* Work task 1 *
Answer these from the fellowship event report:
(a) About how many weekly attendees does St. Jonah Russian Orthodox Church have?
(b) Where had Whiteford recently returned from?
(c) In what town and state is St. Herman of Alaska Orthodox Church?
* Work task 2 *
Carry on the fellowship event report from its final sentence, keeping its news style.

* Source extract *

- Opening Delimiter -

The Rev. John Whiteford, the other co-founder of the fellowship, is a priest in Spring, Texas, at St. Jonah Russian Orthodox Church, also ROCOR, which doubled during the pandemic to about 150 weekly attendees, he said. In his address Saturday, Whiteford emphasized that Southern culture and American culture are different.
“The American way is to impose our democracy and make everyone like us … but not everyone wants to be American,” he said from a podium. “The foreign policy of the South generally has been isolationist … but America provokes incidents, starts wars.”
Whiteford didn’t mention the Russian invasion of Ukraine but has written on his blog why he believes NATO and the U.S. provoked Russia. In his speech, he also said that American culture’s materialism and capitalism are in contrast to the South’s past agrarianism. Recently returned from a trip to several Moldovan villages, he made the case for why Orthodox Christians should garden and farm.
“If we can have land to raise chickens and goats, we should, because kids who grow up around farm animals have the sense to know male and female,” he quipped.
All of the event’s speakers oppose same-sex marriages and argue that its legalization is having negative effects on traditional families.
“If there is a distinctive American culture it is Disney media, consumerism and sodomy,” said Whiteford.
Metropolitan Jonah Paffhausen, a retired bishop of ROCOR and rector of St. Herman of Alaska Orthodox Church in Stafford, Virginia, who was forced to resign from the Orthodox Church in America in part for comments seen as incendiary, spoke about how the South must combat the “radical ideology” of the North, which he described as formed by socialism and Marxism and based on hatred of God, religion, art, music and the traditional family.

- Closing Delimiter -

* Entries provided *
- Opening Delimiter -

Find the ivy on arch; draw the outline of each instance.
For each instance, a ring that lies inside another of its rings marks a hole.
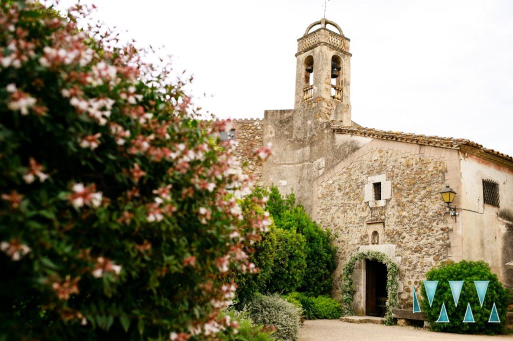
[[[388,257],[383,252],[377,251],[368,251],[359,252],[353,254],[348,260],[344,266],[342,271],[342,304],[345,315],[354,313],[351,308],[353,299],[353,273],[354,264],[358,261],[368,259],[369,261],[378,261],[385,264],[387,268],[386,289],[387,297],[386,301],[386,313],[383,323],[390,326],[393,323],[392,317],[392,309],[397,308],[399,302],[397,299],[398,276],[399,274],[399,267]]]

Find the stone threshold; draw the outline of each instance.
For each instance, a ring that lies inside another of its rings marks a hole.
[[[343,316],[340,319],[344,322],[351,323],[375,323],[382,325],[384,318],[374,316]]]

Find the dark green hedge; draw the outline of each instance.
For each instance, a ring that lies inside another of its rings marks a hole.
[[[438,281],[432,306],[429,302],[422,284],[421,309],[426,314],[432,330],[464,334],[493,334],[503,332],[510,294],[502,287],[497,276],[492,273],[485,262],[461,261],[442,263],[426,274],[428,281]],[[464,281],[458,306],[455,305],[449,281]],[[489,281],[483,307],[481,306],[474,281]],[[463,323],[468,303],[473,314],[475,323]],[[489,323],[494,303],[495,303],[501,320],[500,323]],[[437,323],[442,303],[445,303],[450,322]]]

- Closing Delimiter -

* Reply 1 *
(a) About 150.
(b) A trip to several Moldovan villages.
(c) Stafford, Virginia.

* Reply 2 *
“We have to stand up against this,” he said. “I don’t think standing up in violent revolution is going to do it, but … we have to stand up for the truth.”
Paffhausen also advised that new converts stop arguing about doctrine online, especially in vulgar terms, to show love instead of anger, and to respect non-Orthodox Christian faiths while sharing about Orthodoxy. Both Whiteford and Paffhausen are converts to the faith from Protestant backgrounds, Whiteford from the Church of the Nazarene and Paffhausen from Episcopalianism.
Notably few attendees at the conference were “cradle” Orthodox Christians and clergy who have historically been the preservers of Orthodoxy in the U.S.
Sarah Riccardi-Swartz, a scholar of Orthodoxy in the U.S. and author of “Between Heaven and Russia,” said she receives a lot of emails from Orthodox Christians “who are really concerned about the trajectory of their parishes” and believe converts are pulling their churches into right-wing politics, she said.